→ RECORDED INFORMATION
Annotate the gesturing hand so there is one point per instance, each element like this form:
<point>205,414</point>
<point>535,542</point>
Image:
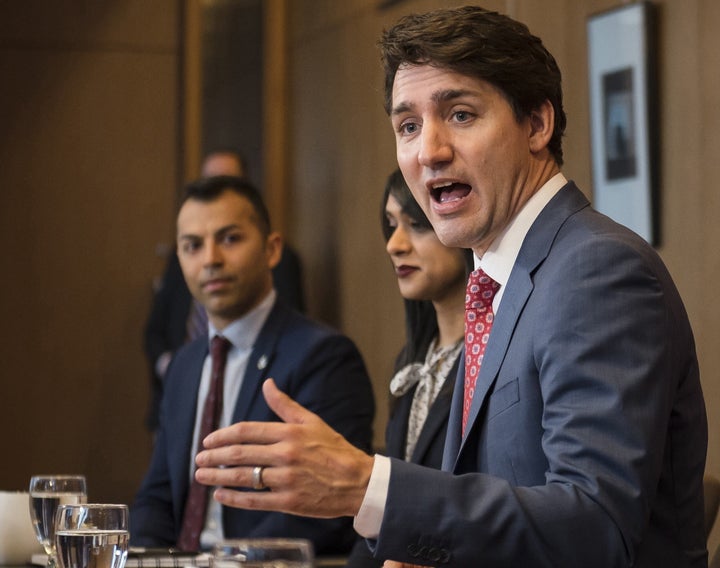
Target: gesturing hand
<point>309,468</point>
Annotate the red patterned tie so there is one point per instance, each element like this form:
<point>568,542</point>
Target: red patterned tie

→ TASK
Every line above that includes the word "Annotate" should be listed.

→ EXPECTED ANSWER
Annotate the gesturing hand so there is one point per instance, each element like this form:
Annotate the red patterned tie so there is one point per instance, each element like this form:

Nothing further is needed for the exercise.